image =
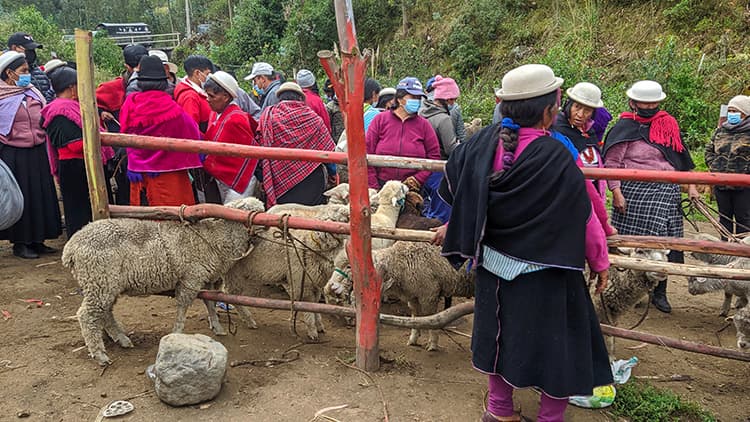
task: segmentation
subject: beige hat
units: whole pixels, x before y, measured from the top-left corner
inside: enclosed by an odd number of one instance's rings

• **WHAT THE TASK REQUIRES**:
Retype all entries exactly; omit pictures.

• **TASK ANSWER**:
image =
task: segmentation
subject: beige hat
units: whole pixels, x before y, measured from the top-left corner
inside: enclosed by an odd number of one instance's rings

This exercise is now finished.